= DOKUMENTTEXT =
<<<<

Die EU und die USA haben ihre Finanzhilfen für die palästinensische Regierung aus Protest gegen die politischen Positionen der Hamas suspendiert. Die Schweiz hält an ihrer Entwicklungshilfe für die palästinensischen Gebiete fest. Ich bin wieder einmal stolz darauf, Schweizer zu sein.
 
Leuenberger hatte sich bereits am Sonntag, 23. April 2006, auf Al Jazira geäussert. Das Schweizer Fernsehen zeigte am Dienstagabend in der Infotainment-Sendung „10 vor 10“ Ausschnitte aus dem in diplomatischer Tonlage geführten Interview. Der ehemalige CVP-Präsident und heutige Ständerat Philipp Stähelin aus dem Thurgau, der die Partei herunterwirtschaftete, liess in einem Radio-Interview am Mittwochmittag, 26. April 2006, durchblicken, dass ihm auch der Fernsehsender Al Jazira (Al-Dschasira, Al Jazeera) ein Dorn im Auge ist – Sprachrohr Bin Ladens und der Al Kaida. Dabei hätte man Leuenberger eher einen Vorwurf machen müssen, wenn er bei CNN aufgetreten wäre, denn dieser ist ein einseitiger, rein pro-amerikanischer Kriegs- und Kommerz-Sender und Sprachrohr der Bush-Gang, der nichts zu einer ausgewogenen Informationsvermittlung beiträgt. In Kabul und Badgad wurden die Al-Jazira-Büros von den Amerikanern bombardiert, was bezeichnend für deren Haltung zur Medienfreiheit ist.

>>>>

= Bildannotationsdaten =
<<<<

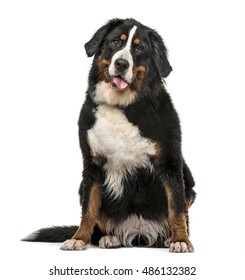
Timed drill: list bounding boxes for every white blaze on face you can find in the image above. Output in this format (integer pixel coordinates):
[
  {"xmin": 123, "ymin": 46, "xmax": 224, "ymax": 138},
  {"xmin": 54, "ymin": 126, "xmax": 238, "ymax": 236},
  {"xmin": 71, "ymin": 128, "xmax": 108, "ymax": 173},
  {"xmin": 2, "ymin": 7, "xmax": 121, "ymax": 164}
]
[{"xmin": 109, "ymin": 26, "xmax": 137, "ymax": 83}]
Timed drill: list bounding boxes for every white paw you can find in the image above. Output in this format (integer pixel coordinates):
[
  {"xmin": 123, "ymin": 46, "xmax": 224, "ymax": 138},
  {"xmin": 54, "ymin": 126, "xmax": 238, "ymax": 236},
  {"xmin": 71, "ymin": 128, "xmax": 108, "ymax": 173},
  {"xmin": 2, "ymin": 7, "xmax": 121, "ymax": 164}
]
[
  {"xmin": 99, "ymin": 235, "xmax": 121, "ymax": 249},
  {"xmin": 169, "ymin": 242, "xmax": 194, "ymax": 253},
  {"xmin": 60, "ymin": 239, "xmax": 87, "ymax": 251}
]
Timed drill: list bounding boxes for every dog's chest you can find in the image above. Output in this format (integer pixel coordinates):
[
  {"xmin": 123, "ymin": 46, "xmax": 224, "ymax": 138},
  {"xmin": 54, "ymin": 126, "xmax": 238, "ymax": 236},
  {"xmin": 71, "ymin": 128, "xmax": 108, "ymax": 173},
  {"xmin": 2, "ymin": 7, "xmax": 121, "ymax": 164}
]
[{"xmin": 88, "ymin": 105, "xmax": 156, "ymax": 197}]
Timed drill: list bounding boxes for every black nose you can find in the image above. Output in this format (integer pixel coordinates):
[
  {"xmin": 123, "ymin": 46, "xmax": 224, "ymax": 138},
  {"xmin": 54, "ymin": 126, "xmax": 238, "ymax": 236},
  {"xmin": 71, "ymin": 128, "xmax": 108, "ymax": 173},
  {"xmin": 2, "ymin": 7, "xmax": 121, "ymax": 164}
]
[{"xmin": 115, "ymin": 58, "xmax": 129, "ymax": 72}]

>>>>

= AUFGABEN BEARBEITEN =
**a.** Wann trat Leuenberger laut dem Text zum Al-Jazira-Interview auf Al Jazira auf?
**b.** Führe den Text zum Al-Jazira-Interview im Anschluss an seinen letzten Satz mit einigen Sätzen fort.
Die Datensätze stammen aus einer anderen Quelle.

= LÖSUNGEN =
**a.** Am Sonntag, 23. April 2006.

**b.**
 
Wer objektiv über das Weltgeschehen informiert sein will, kommt um Al Jazira nicht herum; denn hier sind unabhängige, professionelle Journalisten erster Güte am Werk, die aus wenig Mitteln ein Maximum herausholen und nicht in den Globalisierungs-Kommerz eingebunden sind.
 
Leuenberger war gerade in Doha, der Hauptstadt des Emirats Katar, um das zweitägige Energieforum zu eröffnen. Er forderte dabei eine Verlängerung des Kyoto-Protokolls über 2012 hinaus. Nur so könne der Kampf gegen die globale Erwärmung fortgesetzt werden. Wahrscheinlich hat er die grösste Energieverschwender-Nation USA, die sich ums Kyoto-Protokoll futieren, nicht mit der gebührenden Kritik bedacht – jedenfalls steht in der SDA-Meldung nichts davon. Umweltkriminelle kommen noch immer ungeschoren davon, besonders wenn sie als die Besten die „Guten“ anführen.
 
Ich könnte mir vorstellen, dass Al Jazira kompetenter als CNN über diesen Anlass, der zu einem verantwortungsvolleren Umgang mit der Energie aufrief, berichtet hat.